Stored records
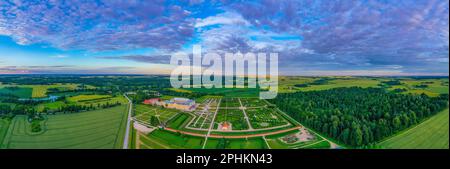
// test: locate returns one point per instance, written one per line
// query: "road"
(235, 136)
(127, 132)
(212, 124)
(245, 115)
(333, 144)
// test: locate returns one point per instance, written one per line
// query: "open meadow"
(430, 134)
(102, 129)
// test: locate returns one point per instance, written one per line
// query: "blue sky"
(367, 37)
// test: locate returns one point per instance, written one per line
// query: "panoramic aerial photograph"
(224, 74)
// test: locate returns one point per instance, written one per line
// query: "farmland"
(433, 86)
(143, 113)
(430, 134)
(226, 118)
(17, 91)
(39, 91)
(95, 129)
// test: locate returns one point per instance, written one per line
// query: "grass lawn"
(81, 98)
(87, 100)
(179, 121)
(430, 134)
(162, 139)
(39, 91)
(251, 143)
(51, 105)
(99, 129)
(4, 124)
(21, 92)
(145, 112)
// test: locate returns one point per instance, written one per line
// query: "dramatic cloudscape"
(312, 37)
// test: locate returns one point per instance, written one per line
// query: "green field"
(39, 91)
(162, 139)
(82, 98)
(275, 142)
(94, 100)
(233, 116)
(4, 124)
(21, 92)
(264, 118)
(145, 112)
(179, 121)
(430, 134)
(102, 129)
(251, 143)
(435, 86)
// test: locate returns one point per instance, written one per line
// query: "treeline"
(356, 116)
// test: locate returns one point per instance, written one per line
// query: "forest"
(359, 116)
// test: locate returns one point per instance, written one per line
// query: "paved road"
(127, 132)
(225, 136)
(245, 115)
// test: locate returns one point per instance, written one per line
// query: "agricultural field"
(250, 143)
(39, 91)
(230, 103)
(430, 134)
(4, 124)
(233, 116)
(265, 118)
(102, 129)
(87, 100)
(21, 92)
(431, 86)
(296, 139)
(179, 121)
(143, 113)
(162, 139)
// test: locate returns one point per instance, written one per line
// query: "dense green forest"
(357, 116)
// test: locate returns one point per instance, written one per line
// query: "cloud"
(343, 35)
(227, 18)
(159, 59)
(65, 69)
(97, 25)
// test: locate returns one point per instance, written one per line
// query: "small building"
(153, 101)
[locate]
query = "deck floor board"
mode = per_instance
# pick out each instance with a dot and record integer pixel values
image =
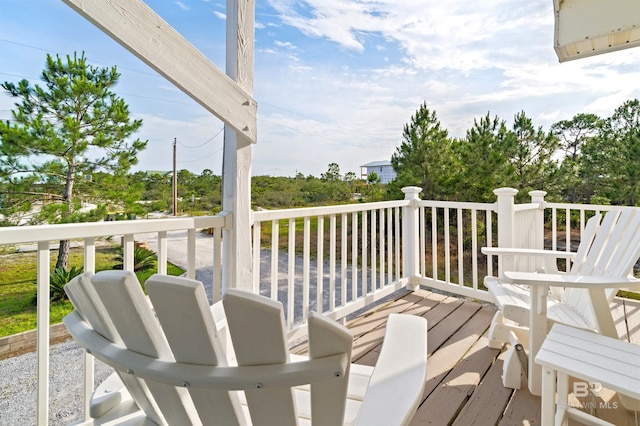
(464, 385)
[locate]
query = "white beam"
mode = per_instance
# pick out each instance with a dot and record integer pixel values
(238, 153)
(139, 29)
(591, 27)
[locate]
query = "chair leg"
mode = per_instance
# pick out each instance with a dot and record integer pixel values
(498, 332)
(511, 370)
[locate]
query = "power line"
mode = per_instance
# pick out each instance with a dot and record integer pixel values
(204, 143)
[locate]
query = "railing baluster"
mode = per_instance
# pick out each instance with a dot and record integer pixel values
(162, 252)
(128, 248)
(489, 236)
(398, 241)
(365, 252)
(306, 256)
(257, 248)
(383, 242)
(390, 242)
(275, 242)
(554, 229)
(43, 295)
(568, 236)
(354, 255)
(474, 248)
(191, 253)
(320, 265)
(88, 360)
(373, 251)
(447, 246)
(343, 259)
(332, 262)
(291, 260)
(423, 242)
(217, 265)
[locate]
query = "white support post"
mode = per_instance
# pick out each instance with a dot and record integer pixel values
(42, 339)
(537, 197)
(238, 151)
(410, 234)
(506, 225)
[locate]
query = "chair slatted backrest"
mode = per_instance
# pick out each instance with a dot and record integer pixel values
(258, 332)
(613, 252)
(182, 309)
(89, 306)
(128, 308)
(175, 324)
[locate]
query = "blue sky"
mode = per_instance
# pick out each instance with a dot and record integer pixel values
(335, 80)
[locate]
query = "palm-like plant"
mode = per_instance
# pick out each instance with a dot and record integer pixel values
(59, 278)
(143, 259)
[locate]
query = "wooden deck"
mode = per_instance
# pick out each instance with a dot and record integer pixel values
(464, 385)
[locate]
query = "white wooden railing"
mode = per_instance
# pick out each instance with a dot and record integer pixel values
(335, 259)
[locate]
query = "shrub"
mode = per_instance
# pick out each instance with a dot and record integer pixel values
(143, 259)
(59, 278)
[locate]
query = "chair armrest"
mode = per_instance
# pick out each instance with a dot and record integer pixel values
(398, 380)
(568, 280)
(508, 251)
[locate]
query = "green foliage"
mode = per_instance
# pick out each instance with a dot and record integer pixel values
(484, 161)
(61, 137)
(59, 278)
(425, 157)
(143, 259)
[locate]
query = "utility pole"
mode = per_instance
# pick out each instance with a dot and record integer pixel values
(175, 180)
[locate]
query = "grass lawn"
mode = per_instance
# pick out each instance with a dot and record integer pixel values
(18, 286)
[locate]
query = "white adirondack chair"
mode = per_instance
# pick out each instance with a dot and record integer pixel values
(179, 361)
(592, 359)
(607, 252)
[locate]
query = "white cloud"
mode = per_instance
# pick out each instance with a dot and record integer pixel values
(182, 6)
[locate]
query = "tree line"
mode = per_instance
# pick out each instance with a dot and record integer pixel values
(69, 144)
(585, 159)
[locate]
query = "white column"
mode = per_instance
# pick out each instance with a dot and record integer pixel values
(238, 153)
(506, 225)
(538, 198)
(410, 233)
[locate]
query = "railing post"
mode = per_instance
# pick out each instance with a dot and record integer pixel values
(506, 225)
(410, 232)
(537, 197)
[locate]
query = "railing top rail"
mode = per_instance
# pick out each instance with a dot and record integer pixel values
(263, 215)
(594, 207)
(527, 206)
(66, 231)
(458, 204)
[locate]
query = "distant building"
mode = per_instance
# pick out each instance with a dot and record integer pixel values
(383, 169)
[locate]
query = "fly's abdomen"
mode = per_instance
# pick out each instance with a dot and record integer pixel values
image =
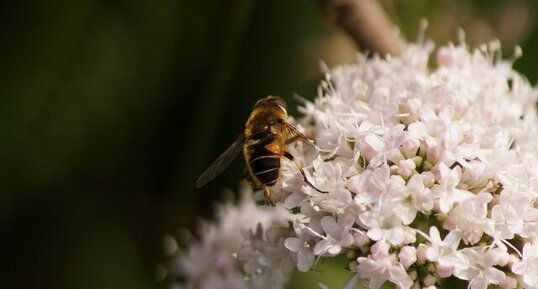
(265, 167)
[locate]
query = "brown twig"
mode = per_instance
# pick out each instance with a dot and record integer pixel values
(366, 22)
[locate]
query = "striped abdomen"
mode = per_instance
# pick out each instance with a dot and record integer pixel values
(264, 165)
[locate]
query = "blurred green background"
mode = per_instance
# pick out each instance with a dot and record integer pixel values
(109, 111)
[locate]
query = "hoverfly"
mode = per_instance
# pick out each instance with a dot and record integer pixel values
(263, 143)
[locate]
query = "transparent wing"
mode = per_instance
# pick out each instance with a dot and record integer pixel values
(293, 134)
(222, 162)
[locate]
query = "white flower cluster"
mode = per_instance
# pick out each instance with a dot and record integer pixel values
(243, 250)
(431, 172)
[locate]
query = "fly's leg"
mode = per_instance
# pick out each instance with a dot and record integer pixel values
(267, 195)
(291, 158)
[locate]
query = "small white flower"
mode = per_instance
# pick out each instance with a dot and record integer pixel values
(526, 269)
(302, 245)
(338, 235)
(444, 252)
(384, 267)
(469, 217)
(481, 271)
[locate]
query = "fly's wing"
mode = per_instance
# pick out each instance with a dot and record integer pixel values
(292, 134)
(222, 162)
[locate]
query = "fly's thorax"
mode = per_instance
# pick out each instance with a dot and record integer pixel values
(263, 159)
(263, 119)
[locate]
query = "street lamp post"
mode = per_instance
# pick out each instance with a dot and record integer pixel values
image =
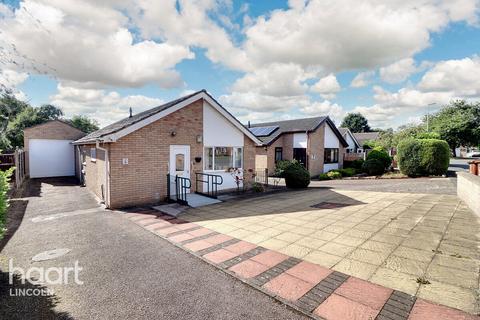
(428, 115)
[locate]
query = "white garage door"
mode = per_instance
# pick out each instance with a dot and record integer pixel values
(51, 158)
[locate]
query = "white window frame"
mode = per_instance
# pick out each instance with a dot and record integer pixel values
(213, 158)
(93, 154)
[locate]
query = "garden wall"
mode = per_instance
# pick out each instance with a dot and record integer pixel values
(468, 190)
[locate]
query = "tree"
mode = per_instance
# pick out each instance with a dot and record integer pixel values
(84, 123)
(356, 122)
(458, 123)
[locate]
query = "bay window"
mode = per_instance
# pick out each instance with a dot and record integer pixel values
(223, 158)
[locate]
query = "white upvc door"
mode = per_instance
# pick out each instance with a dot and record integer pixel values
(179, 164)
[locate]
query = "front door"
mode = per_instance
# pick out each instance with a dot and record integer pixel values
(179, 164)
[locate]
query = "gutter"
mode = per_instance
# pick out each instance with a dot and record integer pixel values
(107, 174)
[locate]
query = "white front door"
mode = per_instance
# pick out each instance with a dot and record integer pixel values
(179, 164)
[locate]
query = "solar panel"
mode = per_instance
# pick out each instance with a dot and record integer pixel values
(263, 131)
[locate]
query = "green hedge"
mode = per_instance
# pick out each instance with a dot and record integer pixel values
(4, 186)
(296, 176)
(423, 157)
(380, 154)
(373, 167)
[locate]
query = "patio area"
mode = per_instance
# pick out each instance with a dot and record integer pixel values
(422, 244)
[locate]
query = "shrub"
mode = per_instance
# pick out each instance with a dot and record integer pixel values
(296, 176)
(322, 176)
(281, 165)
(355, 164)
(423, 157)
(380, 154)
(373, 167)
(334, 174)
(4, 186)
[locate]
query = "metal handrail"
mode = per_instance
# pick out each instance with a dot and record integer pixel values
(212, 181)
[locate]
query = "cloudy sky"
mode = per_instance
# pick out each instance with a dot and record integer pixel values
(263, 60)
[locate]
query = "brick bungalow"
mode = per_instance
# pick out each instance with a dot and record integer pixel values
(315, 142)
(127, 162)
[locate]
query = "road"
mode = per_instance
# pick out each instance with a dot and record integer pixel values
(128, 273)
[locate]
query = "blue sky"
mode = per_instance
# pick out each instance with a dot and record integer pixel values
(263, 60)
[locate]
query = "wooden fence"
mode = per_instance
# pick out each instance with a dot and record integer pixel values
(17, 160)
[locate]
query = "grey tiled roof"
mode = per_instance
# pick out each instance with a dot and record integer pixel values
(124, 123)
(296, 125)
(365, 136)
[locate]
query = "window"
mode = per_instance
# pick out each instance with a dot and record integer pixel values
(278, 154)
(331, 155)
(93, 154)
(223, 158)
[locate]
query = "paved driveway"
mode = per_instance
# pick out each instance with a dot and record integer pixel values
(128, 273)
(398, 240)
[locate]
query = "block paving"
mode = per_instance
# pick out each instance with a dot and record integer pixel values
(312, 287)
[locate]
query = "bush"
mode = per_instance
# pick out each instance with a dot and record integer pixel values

> [Exercise aim] Please return all lines above in which the string "chair" is found.

> [Task output]
query = "chair leg"
query = "chair slatted backrest"
query = "chair armrest"
query = "white adirondack chair"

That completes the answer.